Given text:

* * * * * * * * *

We were sitting in the grass, and I was looking at your feet and feeling shy. You asked me what I did all day, and I told you about school. But I forgot to tell you about the other people I see every day, these people I don't know, but love anyway.

2.
My parents are visiting from Wisconsin for the weekend. They got in late last night and this morning they took the subway down to Park Slope. I watch them as they cross the street, my mom such a sweet smiler, hurrying across the street, my dad, grumbling and purposeful in his street crossing. They get to the corner where I'm standing. We are all grinning. "It's our Sesa," my mom says, using my childhood nickname. I throw my arms around them.

We spend the early afternoon at the farmer's market and walking through the park, my arm around my dad's shoulder for a while, then my mom's. It's a lovely fall day and we are walking and laughing and I'm so happy to see them I feel shaky. In the park, we run into two kids in my class, or rather they run into us; we are talking on a park bench and making fun of the recumbent bikes. My parents, as always, are charming conversers. They talk to the kids' parents, offering advice and anecdotes and kindness; the kids, for their part, are completely floored by the fact that not only do I have parents, but I go to the park, and I drink apple cider. Talking to them, I remember a time I saw my third grade teacher buying broccoli at the grocery store and was shocked for days that she had a life outside of school. And that it involved something so specific as the cooking and eating of vegetables. My mom walks through the park observing little things everywhere. Today I notice the way she talks about these things the way someone else might suddenly realize they have their mother's eyes or their father's nose; I see the same kind of things she does and I talk about them the same way. We are both fascinated with small things, and little changes: the leaves turning red on just one branch of a tree, the way the bees have slowed down in the cooler weather and seem to be flying in slow motion, a picnic basket being carried by, the dragonflies flitting crazily around the meadows.

* * * * * * * * *

Record set:
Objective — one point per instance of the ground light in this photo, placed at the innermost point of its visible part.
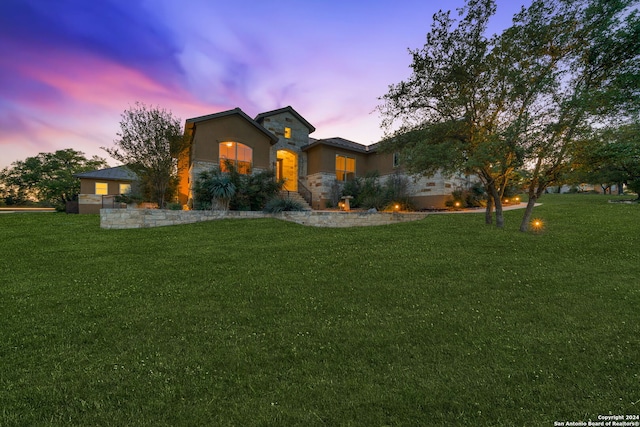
(537, 225)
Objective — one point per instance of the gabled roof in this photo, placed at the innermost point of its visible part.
(118, 173)
(260, 117)
(236, 111)
(339, 143)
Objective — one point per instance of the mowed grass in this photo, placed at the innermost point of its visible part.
(440, 322)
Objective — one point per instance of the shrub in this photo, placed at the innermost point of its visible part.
(251, 191)
(277, 205)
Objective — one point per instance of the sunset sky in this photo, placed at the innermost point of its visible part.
(69, 68)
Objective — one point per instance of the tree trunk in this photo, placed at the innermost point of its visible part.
(488, 216)
(524, 225)
(498, 204)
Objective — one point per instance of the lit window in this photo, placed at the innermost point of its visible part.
(125, 188)
(345, 168)
(102, 188)
(239, 155)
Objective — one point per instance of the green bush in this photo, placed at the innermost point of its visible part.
(277, 205)
(368, 192)
(251, 191)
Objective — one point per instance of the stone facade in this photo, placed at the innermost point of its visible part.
(147, 218)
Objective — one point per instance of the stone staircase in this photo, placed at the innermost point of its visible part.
(294, 195)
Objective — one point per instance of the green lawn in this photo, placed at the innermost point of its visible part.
(440, 322)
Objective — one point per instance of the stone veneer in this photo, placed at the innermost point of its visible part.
(146, 218)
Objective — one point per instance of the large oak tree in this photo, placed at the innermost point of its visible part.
(523, 99)
(149, 143)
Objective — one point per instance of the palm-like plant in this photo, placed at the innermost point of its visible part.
(222, 190)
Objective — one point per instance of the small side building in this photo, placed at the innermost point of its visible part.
(98, 189)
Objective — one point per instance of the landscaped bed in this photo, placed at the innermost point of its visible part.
(443, 321)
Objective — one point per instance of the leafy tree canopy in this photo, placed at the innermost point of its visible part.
(149, 143)
(522, 99)
(48, 177)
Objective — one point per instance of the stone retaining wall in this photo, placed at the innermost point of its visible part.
(146, 218)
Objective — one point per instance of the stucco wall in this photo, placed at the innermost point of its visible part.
(146, 218)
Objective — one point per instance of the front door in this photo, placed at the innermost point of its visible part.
(287, 169)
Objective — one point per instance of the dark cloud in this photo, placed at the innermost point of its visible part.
(120, 31)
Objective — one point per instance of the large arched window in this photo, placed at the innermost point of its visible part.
(239, 155)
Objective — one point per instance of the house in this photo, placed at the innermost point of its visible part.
(98, 189)
(276, 140)
(279, 140)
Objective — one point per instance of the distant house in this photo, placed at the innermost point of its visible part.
(279, 140)
(99, 188)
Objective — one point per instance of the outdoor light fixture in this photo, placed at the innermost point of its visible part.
(537, 224)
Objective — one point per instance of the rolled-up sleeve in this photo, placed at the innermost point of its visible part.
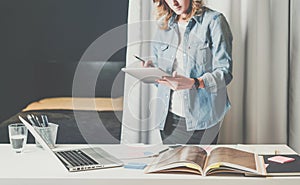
(221, 38)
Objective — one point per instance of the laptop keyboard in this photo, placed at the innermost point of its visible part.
(77, 158)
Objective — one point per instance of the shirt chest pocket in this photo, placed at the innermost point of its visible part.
(164, 57)
(199, 52)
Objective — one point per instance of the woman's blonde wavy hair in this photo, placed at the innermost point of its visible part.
(164, 12)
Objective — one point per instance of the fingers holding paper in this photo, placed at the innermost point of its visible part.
(177, 82)
(148, 63)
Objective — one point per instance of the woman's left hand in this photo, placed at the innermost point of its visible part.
(177, 82)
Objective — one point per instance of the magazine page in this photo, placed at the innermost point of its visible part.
(192, 157)
(230, 158)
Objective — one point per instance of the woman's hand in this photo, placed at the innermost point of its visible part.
(177, 82)
(148, 63)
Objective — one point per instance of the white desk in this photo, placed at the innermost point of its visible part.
(36, 166)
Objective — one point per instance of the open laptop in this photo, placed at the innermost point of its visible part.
(78, 159)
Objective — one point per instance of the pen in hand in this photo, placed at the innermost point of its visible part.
(140, 59)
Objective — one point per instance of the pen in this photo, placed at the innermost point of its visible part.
(139, 58)
(162, 151)
(31, 120)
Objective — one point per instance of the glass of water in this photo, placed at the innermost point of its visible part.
(17, 136)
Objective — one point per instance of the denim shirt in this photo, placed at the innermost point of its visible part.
(207, 48)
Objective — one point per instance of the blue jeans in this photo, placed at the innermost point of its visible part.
(175, 132)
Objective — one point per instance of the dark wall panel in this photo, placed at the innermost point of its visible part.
(38, 32)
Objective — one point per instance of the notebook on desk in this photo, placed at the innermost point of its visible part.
(78, 159)
(289, 168)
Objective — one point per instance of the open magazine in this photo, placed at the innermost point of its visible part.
(194, 159)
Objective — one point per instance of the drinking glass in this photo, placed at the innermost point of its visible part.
(17, 136)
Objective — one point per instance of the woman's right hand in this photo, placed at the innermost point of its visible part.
(148, 63)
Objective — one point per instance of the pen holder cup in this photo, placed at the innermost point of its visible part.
(48, 134)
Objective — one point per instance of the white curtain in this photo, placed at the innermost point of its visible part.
(259, 90)
(294, 86)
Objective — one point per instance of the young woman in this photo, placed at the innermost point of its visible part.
(193, 43)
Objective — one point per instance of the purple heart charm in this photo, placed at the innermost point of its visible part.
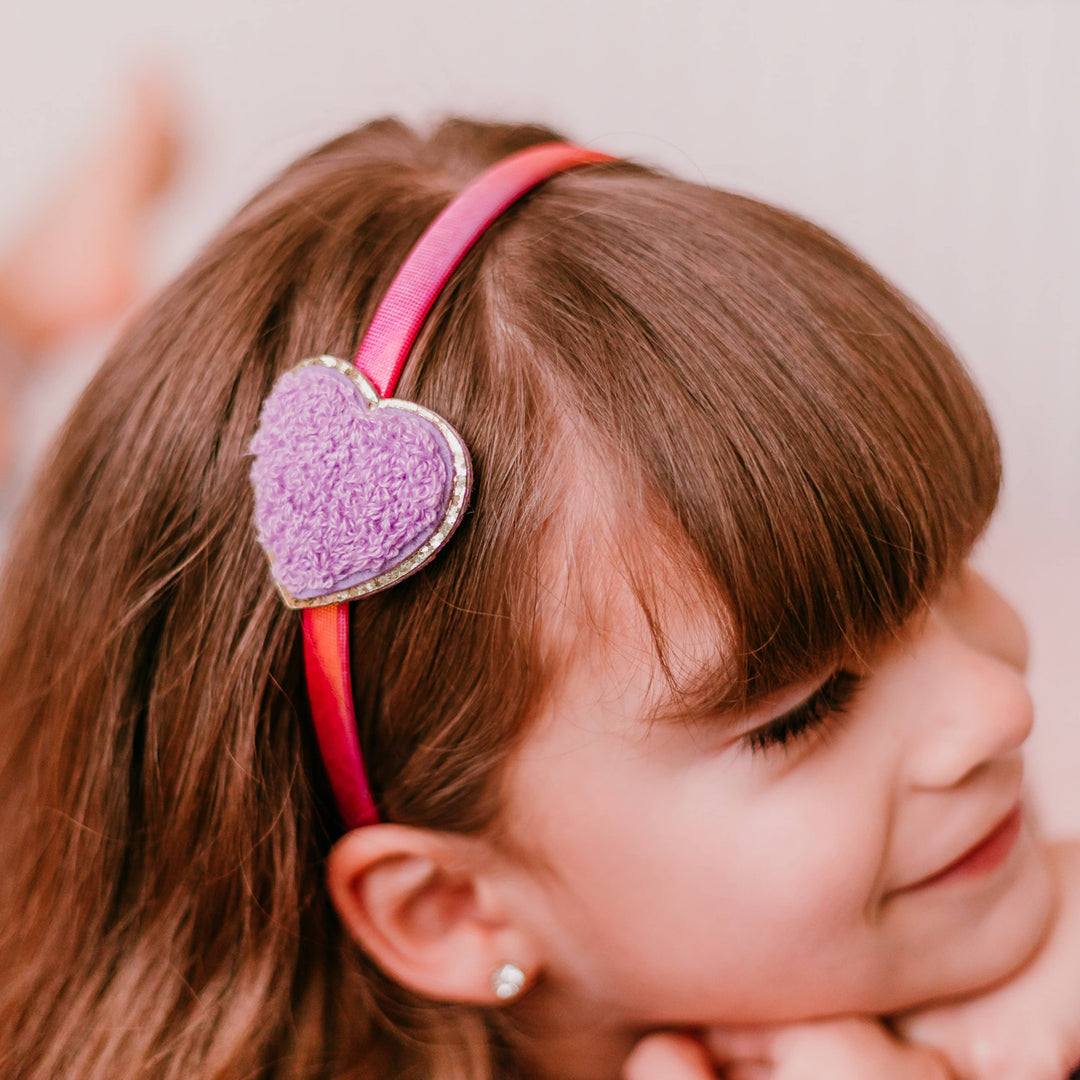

* * * * * * * * *

What you need to do:
1. Return the passage of the essay about a parents' visit that opens with the words containing "My parents are" and closes with "arms around them.", copied word for word.
2. Continue the essay about a parents' visit from the point where it stops.

Final results:
1.
My parents are visiting from Wisconsin for the weekend. They got in late last night and this morning they took the subway down to Park Slope. I watch them as they cross the street, my mom such a sweet smiler, hurrying across the street, my dad, grumbling and purposeful in his street crossing. They get to the corner where I'm standing. We are all grinning. "It's our Sesa," my mom says, using my childhood nickname. I throw my arms around them.

2.
Later in the afternoon, my parents go off to a show near Union Square with a friend of mine, and I go off to meet friends at Greenwood cemetery. The catacombs are open today, which doesn't happen often, and I want to see them again. We wander through the graves, not talking much. There is mysterious piano music coming from somewhere, and we walk over hills and down little paths, making a game out of finding it. The music leads, as we suspect, to the Steinway family tomb, which is open today too. There is a piano player outside (the source of the music), and we consider asking her to play some Billy Joel. The catacombs are beautiful, and today, they echo with the voices of people helping out with the tour; they are reciting the names of people interred there. Gary takes my picture in one of the little rooms that line the corridor, and the result is the kind of camera shy moment I've gotten used to after this many years: eyes ridiculously wide and a little wild. Uncertain whether to smile, what kind of smile.

We throw ourselves down in the grass for a while, reading the inscriptions on ancient tombstones and looking around. Using my bag as a pillow, I lie back and look up at the sky, which is gray and bright at the same time. The grass is soft and long. I think: it would be so easy to fall asleep now. But I don't have time. It's quiet here, and beautiful, a perfect fall afternoon, and I can't stop smiling.

I meet my parents in the city for dinner, and afterwards, we stroll through the East Village. They are full of questions about the neighborhood and the buildings we pass. Then it gets later and they are ready to leave for their old and familiar hotel on the upper west side, the one they have been staying in since I was 7. I am going back to Brooklyn, and I am eating the cream puff I just bought from the Japanese cream puff shop on Broadway, Beard Papa's, and as always, I am clumsy and full of pastry concentration. There is powdered sugar everywhere, drifting down onto the platform where I am waiting for the subway. Then there is movement in the corner of my eye and I look up, startled. My mom is standing across the station, on the opposite platform. She is beaming. Through the artificial glare of the subway station lights, my parents and I wave and wave to each other. Then the uptown R train thunders into the station, and out again, and they are gone.

*This update typed while watching bad movies with Troy, Katie, Brian and Jacob.

Sunday, October 03, 2004

I sometimes forget just how seldom you cry

A fall Saturday.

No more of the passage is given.